(RECORDS FOR THE TASK begins)

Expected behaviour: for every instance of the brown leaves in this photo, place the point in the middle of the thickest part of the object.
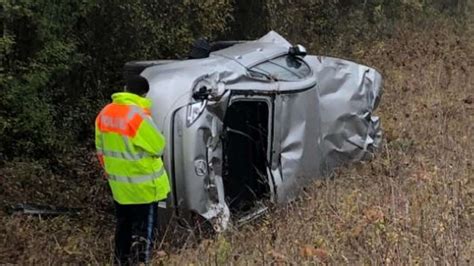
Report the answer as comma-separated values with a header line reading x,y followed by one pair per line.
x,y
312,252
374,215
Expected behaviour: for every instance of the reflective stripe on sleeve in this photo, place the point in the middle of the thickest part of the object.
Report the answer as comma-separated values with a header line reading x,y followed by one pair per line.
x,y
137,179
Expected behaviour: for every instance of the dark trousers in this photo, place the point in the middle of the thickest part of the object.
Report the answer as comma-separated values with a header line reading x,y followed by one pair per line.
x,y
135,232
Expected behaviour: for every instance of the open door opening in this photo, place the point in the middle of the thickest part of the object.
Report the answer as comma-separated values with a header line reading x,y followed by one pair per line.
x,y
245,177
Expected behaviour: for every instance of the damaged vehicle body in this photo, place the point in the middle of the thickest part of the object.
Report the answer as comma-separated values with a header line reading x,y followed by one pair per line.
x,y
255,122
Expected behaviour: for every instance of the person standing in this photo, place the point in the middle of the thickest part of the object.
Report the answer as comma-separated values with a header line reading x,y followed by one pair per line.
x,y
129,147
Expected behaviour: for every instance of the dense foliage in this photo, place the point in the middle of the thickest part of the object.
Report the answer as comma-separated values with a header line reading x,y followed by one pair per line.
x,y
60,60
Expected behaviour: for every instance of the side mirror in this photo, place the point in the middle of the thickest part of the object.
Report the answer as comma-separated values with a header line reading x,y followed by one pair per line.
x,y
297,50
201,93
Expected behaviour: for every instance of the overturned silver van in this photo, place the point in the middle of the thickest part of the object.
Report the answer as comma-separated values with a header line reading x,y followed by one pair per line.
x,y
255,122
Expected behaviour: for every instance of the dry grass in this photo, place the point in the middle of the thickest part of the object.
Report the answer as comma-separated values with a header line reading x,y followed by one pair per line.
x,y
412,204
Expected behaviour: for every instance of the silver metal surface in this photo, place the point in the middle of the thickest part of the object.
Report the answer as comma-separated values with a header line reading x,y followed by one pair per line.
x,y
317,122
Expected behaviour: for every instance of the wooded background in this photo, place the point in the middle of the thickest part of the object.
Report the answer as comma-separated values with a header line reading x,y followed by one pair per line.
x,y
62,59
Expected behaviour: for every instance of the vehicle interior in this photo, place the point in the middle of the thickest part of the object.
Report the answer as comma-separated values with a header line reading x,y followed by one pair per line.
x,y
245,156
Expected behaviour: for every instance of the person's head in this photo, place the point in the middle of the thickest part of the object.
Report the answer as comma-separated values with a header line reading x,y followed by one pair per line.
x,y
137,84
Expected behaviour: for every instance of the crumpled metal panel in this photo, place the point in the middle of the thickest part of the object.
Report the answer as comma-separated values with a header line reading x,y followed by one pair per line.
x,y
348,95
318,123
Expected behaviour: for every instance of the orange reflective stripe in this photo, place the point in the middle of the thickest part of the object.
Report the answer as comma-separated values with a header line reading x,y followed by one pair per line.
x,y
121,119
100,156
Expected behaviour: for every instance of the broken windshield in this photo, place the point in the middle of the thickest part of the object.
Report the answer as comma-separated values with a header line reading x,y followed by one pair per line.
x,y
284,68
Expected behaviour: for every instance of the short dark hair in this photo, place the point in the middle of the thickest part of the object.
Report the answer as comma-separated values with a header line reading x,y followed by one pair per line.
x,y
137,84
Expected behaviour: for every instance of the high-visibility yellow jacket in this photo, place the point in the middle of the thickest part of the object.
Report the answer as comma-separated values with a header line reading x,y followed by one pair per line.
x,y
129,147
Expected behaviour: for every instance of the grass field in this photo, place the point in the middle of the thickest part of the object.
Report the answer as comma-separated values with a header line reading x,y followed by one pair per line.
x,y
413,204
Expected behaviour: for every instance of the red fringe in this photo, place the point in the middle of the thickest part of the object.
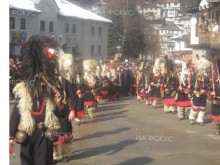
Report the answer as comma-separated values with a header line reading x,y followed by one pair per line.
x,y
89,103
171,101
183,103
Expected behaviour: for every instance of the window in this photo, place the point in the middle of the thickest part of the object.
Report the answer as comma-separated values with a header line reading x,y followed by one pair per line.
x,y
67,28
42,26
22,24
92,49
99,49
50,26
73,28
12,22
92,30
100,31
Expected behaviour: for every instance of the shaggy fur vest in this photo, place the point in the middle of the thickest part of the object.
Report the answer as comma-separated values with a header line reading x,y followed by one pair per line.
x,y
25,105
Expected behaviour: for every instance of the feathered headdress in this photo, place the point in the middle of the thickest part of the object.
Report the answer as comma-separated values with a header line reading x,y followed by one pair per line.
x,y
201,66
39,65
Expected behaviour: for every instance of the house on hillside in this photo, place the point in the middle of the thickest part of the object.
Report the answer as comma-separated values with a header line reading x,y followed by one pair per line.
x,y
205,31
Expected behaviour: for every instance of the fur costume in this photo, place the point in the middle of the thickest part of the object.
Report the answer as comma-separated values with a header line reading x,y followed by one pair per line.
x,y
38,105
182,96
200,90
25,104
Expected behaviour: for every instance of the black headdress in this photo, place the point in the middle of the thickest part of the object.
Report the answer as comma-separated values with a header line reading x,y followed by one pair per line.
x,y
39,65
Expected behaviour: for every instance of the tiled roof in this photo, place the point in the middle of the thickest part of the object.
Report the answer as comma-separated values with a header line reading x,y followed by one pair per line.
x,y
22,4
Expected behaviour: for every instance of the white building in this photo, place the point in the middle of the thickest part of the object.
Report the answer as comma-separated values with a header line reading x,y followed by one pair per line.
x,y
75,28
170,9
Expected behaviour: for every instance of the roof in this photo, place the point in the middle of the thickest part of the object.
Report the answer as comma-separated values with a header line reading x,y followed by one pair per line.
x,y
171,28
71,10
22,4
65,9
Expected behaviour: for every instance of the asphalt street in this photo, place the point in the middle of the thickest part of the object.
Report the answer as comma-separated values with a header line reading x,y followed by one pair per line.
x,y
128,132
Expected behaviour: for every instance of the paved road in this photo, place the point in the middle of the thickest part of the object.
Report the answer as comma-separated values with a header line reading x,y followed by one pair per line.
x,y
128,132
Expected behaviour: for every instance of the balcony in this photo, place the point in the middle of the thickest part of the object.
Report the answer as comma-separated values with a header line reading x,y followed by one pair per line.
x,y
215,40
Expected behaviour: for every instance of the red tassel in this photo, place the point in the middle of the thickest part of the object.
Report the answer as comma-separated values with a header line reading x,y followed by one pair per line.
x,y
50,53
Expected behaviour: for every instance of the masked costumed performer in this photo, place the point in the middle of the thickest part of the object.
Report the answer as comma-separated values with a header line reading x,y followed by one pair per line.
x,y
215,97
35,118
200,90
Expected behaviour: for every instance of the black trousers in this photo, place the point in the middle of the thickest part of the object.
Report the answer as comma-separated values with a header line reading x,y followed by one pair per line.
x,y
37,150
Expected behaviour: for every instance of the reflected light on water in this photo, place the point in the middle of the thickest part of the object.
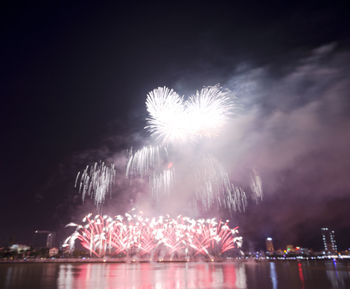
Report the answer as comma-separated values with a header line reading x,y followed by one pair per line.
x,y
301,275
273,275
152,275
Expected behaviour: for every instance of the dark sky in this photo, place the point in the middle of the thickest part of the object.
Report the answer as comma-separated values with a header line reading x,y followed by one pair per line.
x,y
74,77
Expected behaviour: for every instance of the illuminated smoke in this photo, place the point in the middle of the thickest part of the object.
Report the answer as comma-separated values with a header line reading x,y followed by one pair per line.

(RECORDS FOR THE TASK ends)

ASSIGNED TASK
What you return must be an exact retyping of the lines above starting at the line with "Expected behaviour: for every instance of the white" and ending at the line with "Expected behaviour: for every instance of the red tassel", and nothing besides.

ANSWER TO THE EXERCISE
Expected behaviour: for every instance of the white building in this photo, place the point in the middle of the thickest part of the object.
Report the answer as comma-separated values with a header line reading x,y followed by one pair per line.
x,y
75,28
170,9
Expected behaviour: for every instance of the roof in this photo, place the point in the middle of the thickest part of the object.
Report the answer as comma-separated values with a header line reading x,y followed by one pair per line.
x,y
171,28
71,10
22,4
65,9
Expected behaviour: for every instance of the asphalt street in this photo, place the point in the middle of the thickest part of the object.
Report the answer as comma-separated values with a header line reading x,y followed by one pair per line.
x,y
128,132
Expected behaviour: for every instance of the paved road in this photo, place the point in the middle of the thickest part of the object.
Report the answer as comma-separated values with a header line reading x,y followed by one pair per line.
x,y
128,132
Expected behaviour: for every instance of the balcony in this photo, place the point in the middle of the thickest part of the object.
Report the answer as comma-separated values with a header line reading x,y followed by one pair per line.
x,y
215,40
Expected behaviour: for every instance of the red tassel in this photo, place the point in the middle of the thickest part of the object.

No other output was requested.